RECORDS TO USE: Begin

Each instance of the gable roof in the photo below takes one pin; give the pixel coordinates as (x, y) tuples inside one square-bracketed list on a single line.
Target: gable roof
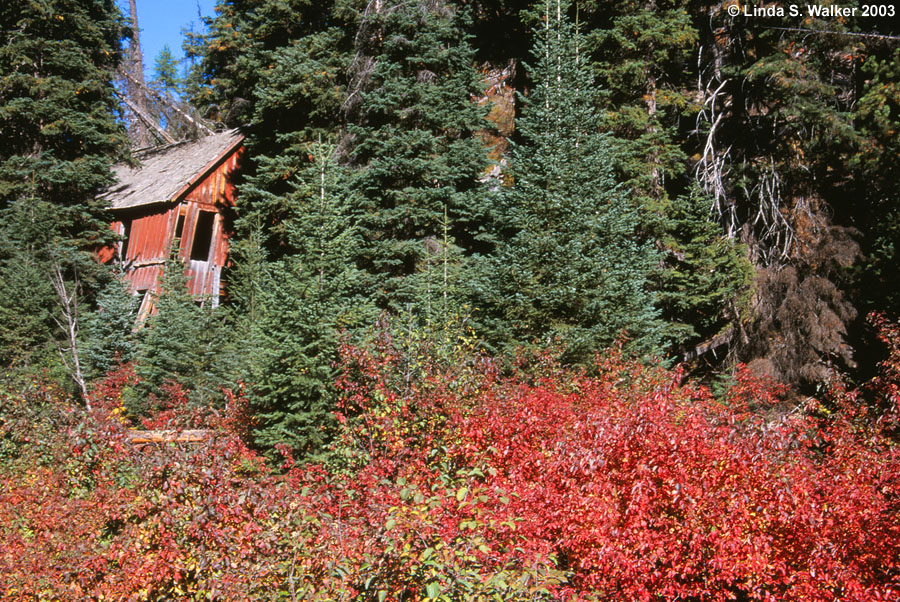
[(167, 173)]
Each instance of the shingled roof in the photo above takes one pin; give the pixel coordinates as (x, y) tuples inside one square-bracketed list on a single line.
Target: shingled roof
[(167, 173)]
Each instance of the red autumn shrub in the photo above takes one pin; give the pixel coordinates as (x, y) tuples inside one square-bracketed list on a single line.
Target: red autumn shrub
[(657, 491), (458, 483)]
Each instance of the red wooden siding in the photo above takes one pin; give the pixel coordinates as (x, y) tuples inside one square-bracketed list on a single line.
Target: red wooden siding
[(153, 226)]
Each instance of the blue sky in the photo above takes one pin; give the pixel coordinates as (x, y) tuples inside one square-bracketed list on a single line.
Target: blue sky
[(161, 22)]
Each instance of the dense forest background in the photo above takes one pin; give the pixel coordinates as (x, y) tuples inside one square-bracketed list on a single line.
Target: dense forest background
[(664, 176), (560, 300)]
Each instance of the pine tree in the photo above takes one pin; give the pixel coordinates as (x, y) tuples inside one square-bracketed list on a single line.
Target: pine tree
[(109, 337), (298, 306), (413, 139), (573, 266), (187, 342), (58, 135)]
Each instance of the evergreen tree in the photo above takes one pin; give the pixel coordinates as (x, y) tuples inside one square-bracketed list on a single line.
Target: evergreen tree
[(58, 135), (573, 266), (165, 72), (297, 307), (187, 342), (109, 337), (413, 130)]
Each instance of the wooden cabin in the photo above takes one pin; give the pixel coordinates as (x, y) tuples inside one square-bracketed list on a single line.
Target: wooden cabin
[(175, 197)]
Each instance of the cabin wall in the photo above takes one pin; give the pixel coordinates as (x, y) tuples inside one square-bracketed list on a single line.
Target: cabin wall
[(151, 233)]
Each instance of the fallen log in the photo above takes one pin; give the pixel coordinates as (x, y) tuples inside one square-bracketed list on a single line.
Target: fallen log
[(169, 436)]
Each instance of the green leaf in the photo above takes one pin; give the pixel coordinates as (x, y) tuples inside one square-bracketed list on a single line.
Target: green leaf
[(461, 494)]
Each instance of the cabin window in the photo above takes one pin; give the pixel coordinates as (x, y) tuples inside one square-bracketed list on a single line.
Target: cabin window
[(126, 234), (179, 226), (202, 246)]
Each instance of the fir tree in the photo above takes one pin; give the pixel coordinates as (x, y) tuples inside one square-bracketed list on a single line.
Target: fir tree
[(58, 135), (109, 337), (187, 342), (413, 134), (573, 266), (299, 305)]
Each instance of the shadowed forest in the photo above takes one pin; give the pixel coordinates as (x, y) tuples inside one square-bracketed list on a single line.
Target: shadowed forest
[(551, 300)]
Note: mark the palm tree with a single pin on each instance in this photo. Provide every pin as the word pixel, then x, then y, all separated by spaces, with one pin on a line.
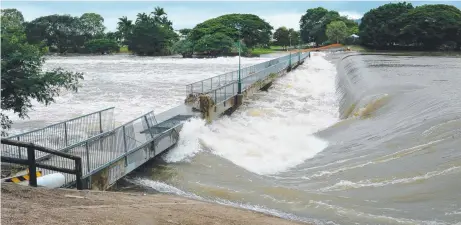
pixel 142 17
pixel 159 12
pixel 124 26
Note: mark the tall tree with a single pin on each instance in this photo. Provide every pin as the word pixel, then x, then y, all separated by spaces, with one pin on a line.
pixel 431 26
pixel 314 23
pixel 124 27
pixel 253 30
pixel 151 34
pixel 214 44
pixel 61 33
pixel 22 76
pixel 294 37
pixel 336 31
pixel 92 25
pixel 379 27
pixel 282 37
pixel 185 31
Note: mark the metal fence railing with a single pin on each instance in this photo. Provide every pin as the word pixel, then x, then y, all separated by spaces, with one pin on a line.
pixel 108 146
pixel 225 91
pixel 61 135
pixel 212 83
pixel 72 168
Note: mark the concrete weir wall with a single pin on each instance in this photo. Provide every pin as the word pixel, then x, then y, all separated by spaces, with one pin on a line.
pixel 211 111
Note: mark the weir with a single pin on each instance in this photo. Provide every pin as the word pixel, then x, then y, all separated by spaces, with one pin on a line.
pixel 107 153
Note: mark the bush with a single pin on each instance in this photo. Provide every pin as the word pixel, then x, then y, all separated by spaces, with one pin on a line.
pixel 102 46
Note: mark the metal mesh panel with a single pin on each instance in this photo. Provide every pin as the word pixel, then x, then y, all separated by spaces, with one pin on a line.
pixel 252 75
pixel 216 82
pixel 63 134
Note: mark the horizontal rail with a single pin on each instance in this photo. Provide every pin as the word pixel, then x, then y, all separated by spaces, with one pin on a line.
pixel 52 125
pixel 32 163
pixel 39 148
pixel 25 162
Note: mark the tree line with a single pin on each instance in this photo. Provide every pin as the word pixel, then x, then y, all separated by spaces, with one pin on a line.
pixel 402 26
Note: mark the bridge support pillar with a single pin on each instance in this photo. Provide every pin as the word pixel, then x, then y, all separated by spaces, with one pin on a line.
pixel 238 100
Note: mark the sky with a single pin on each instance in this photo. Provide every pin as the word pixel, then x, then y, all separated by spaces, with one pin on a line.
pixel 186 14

RECORDS TO USE: End

With the pictures removed, return each record above exactly as given.

Each instance of the gable roof in the photo below takes one pin; give the pixel coordinates as (x, y) tuples inside one square-bracketed list on a single line.
Target: gable roof
[(167, 173)]
Each instance of the shingled roof in the photo above takes one pin; give the pixel coordinates as (x, y) tuples inside one square-bracketed list on a single line.
Target: shingled roof
[(167, 173)]
Each instance of the red autumn shrub in the photo above takes one pin; give the pixel coordinates as (x, y) tuples inside one square-bracketed list on a single line.
Target: red autumn shrub
[(657, 491), (458, 483)]
Each instance of the red wooden siding in the photo above takes one pin; give the pixel coordinates as (x, y) tuples inside one square-bracketed list on a single line.
Target: red wooden siding
[(153, 226)]
Each instance of the blue sky in the photo above takes one pin; give the pixel coordinates as (x, y) tuples inside one square-bracketed list on a single line.
Target: blue sky
[(161, 22)]
Each instance of the dense forest background in the photo above takes one pin; give the pixel coordinates as (x, y) tuples inside one square-bracketed list on a single line.
Target: dense forest background
[(664, 176), (560, 300)]
Each instance of the pine tree in the photo above takes one pin; give the pixel coordinates as (x, y) tuples inside one square-bracketed list on a single line.
Target: pine tree
[(109, 337), (298, 306), (413, 139), (573, 266), (187, 342), (58, 135)]
Each instance of the evergreen tree in the photo above takes one pin; give the pixel coordinates as (x, y) tuples inside one square-bracketed list on a single line.
Target: evergreen tree
[(58, 135), (573, 266), (165, 72), (297, 307), (187, 342), (109, 337), (413, 130)]
Each instance of the wooden cabin in the photo above takes one pin; give the pixel coordinates as (x, y) tuples inside one square-bracketed list on a single line.
Target: wooden cabin
[(175, 197)]
Each instance of the cabin wall in the photo above takes one pin; give the pixel coordinates as (x, y) tuples inside one square-bracketed list on a single line.
Target: cabin wall
[(151, 233)]
Each instance of the fallen log in the photo above takes one pin; give the pixel coordinates as (x, y) tuples inside one square-bracketed list on a single line.
Target: fallen log
[(169, 436)]
Each instance of the green leaf in the photo above takes one pin; give the pixel coordinates as (x, y) tuples inside one square-bracketed list on a single line.
Target: green leaf
[(461, 494)]
Each instance of the cabin window in the photo above takes one pin; give the pixel coordinates as (x, y) tuples inside one square-bracketed list on a single line.
Target: cabin window
[(126, 234), (179, 226), (202, 246)]
Each instance of the fir tree in the photo above takes one pin; give the pixel coordinates as (x, y) tuples inside one square-bracketed list on a single line.
Target: fir tree
[(58, 135), (109, 337), (187, 342), (413, 134), (573, 266), (299, 305)]
Each instance of the shadowed forest in the photo above takes one pin; give the pixel coordinates as (x, y) tuples inside one square-bracketed list on a single line.
Target: shadowed forest
[(551, 300)]
Note: mark the palm tree with a single pin on each instance in this photo. Provide every pin as the word pixel, then x, then y, all separated by spaces, with one pin on a line.
pixel 142 17
pixel 159 12
pixel 124 26
Note: mark the tall tree with a single pin on each instance in this photo. Provide every pin as the word pixel, then x, then y, all separated by spaces, with one pin on a line.
pixel 431 26
pixel 314 23
pixel 124 27
pixel 253 30
pixel 151 34
pixel 214 44
pixel 61 33
pixel 22 76
pixel 294 37
pixel 336 31
pixel 92 25
pixel 379 27
pixel 282 37
pixel 185 31
Note: mark the metal fence railing with a single pin on each instance in this photo. Provide every pin as the word pixel, then x, then y, all separated by spaces, with one pin on a line.
pixel 108 146
pixel 225 91
pixel 61 135
pixel 212 83
pixel 72 168
Note: mark the concrete weir wall with a single pin on each instance in this photo. Provide every pin as the word pixel, then x, then y, all separated by spaces, with one pin on a line.
pixel 211 111
Note: mark the weir with a single pin on each instance in this photo. Provide every pin as the word pixel, then x, then y, all separated by spaces, with one pin on a line.
pixel 107 153
Note: mark the bush with a single pin on each instance in this photo. Provide every pin as the word pixel, then x, then y, all separated by spaces, with one pin on a line.
pixel 102 46
Note: mark the metal mesh panel with a single pin on each instance in this photo. Provide every pin as the word pixel, then x, then y, all separated by spaces, with one pin on a line.
pixel 252 75
pixel 216 82
pixel 63 134
Note: mark the horizontal rail with a single pin on each instance in this photo. Provide every pin as the word pixel, then x, then y, all separated by spaces, with one pin on a line.
pixel 52 125
pixel 32 163
pixel 39 148
pixel 25 162
Note: mark the tree line with a single pin on each instance in this photo. Provide every pin as the word pixel, then x, then y, all separated by spaces, with one pin on a line.
pixel 402 26
Note: mark the bridge support pillar with a single pin on each instance in this photo. Provide every pin as the word pixel, then x, then y, all separated by spaces, with one pin on a line.
pixel 238 100
Note: mark the sky with a single pin on each instance in this photo. Provide every pin as the word pixel, then x, then y, all separated by spaces, with one pin on a line.
pixel 186 14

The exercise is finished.